Requirement: Quote the lines from the one containing "Seedling-scouting request: tag the green leaf" through the end of the records, both included, word for word. Leave out the pictures.

Object position labeling records
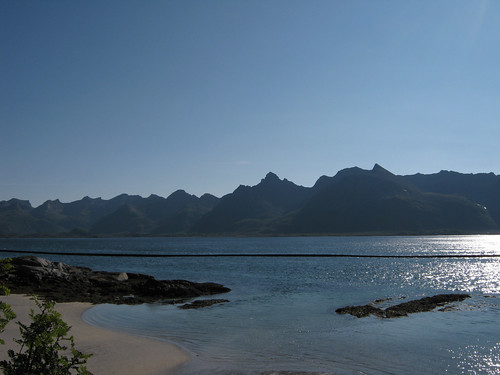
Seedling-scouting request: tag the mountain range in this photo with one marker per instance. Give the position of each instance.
(353, 202)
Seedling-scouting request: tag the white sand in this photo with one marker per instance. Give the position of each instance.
(113, 352)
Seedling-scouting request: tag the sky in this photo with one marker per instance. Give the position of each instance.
(99, 98)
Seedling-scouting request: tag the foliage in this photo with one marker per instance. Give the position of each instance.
(6, 313)
(42, 346)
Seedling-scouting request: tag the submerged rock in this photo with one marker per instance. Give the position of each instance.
(198, 304)
(405, 308)
(64, 283)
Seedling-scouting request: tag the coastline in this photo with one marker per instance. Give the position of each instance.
(113, 352)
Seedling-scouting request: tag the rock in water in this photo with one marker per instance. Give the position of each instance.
(403, 309)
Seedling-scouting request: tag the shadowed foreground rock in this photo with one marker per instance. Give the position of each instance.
(63, 283)
(405, 308)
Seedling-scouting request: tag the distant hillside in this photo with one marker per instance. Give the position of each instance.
(253, 209)
(376, 201)
(354, 201)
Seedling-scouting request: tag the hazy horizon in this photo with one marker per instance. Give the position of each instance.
(100, 99)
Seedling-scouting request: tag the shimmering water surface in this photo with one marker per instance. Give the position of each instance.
(281, 315)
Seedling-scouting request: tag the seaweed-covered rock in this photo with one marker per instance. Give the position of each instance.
(405, 308)
(198, 304)
(64, 283)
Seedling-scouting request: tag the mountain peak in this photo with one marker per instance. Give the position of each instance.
(271, 177)
(379, 169)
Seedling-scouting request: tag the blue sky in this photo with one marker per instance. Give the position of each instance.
(100, 98)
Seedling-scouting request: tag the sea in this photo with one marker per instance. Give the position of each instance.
(281, 319)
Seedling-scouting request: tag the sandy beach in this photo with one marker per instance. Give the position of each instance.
(113, 352)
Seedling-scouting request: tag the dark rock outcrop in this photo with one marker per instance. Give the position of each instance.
(198, 304)
(64, 283)
(405, 308)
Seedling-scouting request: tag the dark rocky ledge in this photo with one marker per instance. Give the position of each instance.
(198, 304)
(405, 308)
(64, 283)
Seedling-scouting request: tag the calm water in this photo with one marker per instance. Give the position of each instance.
(282, 310)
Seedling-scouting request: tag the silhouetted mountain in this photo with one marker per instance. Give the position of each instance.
(376, 201)
(156, 215)
(483, 188)
(253, 209)
(354, 201)
(16, 219)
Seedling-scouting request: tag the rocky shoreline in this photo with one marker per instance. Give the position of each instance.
(64, 283)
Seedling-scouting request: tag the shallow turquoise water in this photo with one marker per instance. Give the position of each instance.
(281, 314)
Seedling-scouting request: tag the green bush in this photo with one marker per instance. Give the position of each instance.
(6, 313)
(43, 344)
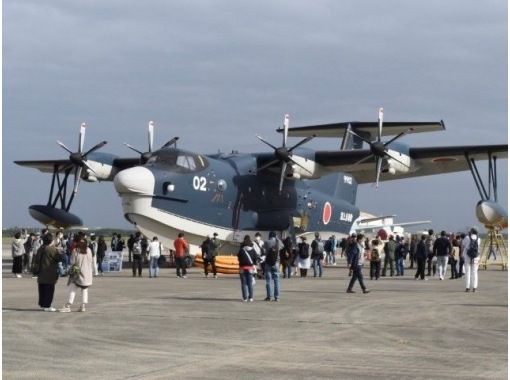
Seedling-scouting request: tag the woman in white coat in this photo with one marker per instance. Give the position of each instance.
(154, 254)
(80, 275)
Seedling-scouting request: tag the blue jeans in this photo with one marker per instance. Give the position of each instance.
(287, 271)
(400, 266)
(272, 275)
(153, 267)
(246, 284)
(317, 263)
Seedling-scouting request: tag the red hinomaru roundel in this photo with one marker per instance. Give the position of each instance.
(327, 211)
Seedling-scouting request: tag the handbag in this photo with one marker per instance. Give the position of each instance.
(253, 270)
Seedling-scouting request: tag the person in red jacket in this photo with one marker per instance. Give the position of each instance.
(181, 247)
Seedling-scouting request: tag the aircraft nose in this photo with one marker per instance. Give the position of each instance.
(138, 180)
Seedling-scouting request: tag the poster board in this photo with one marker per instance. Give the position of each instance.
(112, 262)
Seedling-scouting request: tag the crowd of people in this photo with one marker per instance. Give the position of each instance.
(79, 257)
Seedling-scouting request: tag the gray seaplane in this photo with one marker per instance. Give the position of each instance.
(292, 189)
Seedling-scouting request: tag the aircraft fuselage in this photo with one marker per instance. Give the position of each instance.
(178, 191)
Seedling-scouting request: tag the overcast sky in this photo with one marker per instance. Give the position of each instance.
(217, 72)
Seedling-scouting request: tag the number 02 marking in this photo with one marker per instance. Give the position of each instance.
(199, 183)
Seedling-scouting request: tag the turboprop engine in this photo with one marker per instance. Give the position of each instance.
(491, 214)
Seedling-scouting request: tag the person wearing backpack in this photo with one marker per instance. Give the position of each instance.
(303, 253)
(137, 255)
(431, 259)
(400, 255)
(247, 258)
(271, 267)
(375, 260)
(442, 250)
(471, 254)
(421, 258)
(207, 248)
(17, 250)
(389, 256)
(357, 260)
(317, 255)
(44, 266)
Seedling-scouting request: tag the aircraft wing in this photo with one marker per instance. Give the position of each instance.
(367, 129)
(429, 161)
(45, 166)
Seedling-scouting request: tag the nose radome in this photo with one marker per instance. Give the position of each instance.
(138, 180)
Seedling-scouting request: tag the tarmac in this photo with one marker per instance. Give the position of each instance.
(198, 328)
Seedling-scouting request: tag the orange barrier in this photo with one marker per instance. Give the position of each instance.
(224, 264)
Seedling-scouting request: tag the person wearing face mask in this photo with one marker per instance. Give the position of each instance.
(258, 247)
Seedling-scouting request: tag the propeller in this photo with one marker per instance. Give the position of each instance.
(284, 154)
(144, 156)
(79, 159)
(379, 149)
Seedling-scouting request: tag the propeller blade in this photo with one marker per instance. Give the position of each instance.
(89, 167)
(358, 136)
(285, 129)
(151, 135)
(171, 142)
(65, 147)
(282, 175)
(298, 164)
(378, 171)
(363, 160)
(267, 165)
(81, 138)
(133, 148)
(265, 142)
(304, 141)
(379, 132)
(77, 178)
(93, 149)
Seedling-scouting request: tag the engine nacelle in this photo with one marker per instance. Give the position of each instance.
(90, 177)
(401, 164)
(491, 214)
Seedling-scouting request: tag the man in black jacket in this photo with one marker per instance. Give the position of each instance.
(442, 249)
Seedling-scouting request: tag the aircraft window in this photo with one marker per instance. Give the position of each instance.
(186, 161)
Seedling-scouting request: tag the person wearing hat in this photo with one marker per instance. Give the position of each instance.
(389, 256)
(349, 246)
(215, 251)
(207, 251)
(303, 257)
(45, 265)
(272, 267)
(357, 265)
(317, 255)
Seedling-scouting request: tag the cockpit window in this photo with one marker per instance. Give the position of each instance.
(180, 160)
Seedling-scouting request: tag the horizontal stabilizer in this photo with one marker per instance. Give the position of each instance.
(368, 130)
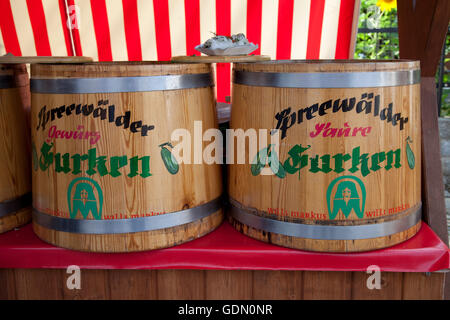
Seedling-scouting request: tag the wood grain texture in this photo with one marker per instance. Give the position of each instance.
(277, 285)
(327, 285)
(95, 285)
(228, 285)
(421, 286)
(10, 59)
(31, 284)
(298, 194)
(193, 285)
(133, 284)
(219, 59)
(15, 178)
(391, 286)
(181, 284)
(422, 26)
(132, 196)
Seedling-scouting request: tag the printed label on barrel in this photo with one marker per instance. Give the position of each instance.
(98, 161)
(349, 157)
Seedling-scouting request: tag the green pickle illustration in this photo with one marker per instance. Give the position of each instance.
(169, 159)
(410, 154)
(260, 160)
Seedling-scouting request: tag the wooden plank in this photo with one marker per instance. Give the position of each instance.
(327, 285)
(45, 284)
(7, 285)
(9, 58)
(219, 59)
(422, 29)
(181, 284)
(421, 286)
(229, 285)
(132, 284)
(277, 285)
(94, 286)
(433, 187)
(391, 287)
(351, 50)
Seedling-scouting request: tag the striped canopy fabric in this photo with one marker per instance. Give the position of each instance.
(130, 30)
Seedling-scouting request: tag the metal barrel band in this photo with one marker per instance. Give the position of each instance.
(320, 80)
(327, 232)
(121, 84)
(116, 226)
(10, 206)
(7, 82)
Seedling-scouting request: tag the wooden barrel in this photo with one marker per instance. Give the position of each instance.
(105, 178)
(341, 169)
(15, 174)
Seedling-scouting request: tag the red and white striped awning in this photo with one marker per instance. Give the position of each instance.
(114, 30)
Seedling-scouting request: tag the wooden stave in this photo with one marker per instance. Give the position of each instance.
(319, 66)
(20, 93)
(137, 241)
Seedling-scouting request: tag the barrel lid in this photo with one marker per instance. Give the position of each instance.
(116, 69)
(328, 65)
(12, 59)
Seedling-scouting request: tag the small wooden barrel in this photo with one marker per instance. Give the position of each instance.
(105, 178)
(15, 175)
(342, 172)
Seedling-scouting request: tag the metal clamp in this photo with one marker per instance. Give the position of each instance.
(328, 232)
(319, 80)
(121, 84)
(115, 226)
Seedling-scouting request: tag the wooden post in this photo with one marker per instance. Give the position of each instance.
(422, 27)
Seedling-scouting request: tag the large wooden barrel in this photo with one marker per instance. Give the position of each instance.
(105, 178)
(15, 174)
(344, 173)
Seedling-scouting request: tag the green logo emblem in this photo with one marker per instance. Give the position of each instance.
(84, 195)
(346, 196)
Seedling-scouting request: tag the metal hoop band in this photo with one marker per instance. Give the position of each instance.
(115, 226)
(328, 232)
(327, 79)
(121, 84)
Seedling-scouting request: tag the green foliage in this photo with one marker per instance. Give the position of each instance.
(445, 99)
(376, 45)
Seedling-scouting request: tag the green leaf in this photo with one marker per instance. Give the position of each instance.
(410, 155)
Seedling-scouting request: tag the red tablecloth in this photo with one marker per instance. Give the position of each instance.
(227, 249)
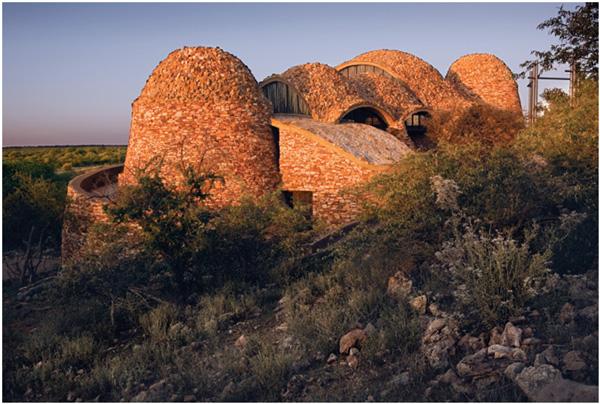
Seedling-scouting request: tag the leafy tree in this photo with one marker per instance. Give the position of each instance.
(578, 34)
(32, 222)
(173, 219)
(33, 169)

Task output:
Seedling-scouting request: tag the green leaf in this photo with one marker per instance. Give the position of each instance.
(410, 155)
Seedling-scouting request: tag the red tablecloth in this photo with one marker per instance. Give the position of each instance.
(227, 249)
Seedling-scouting request: tag the leafy tree in this photo with one marker per instance. Give the position of each instance.
(578, 34)
(32, 222)
(173, 219)
(33, 169)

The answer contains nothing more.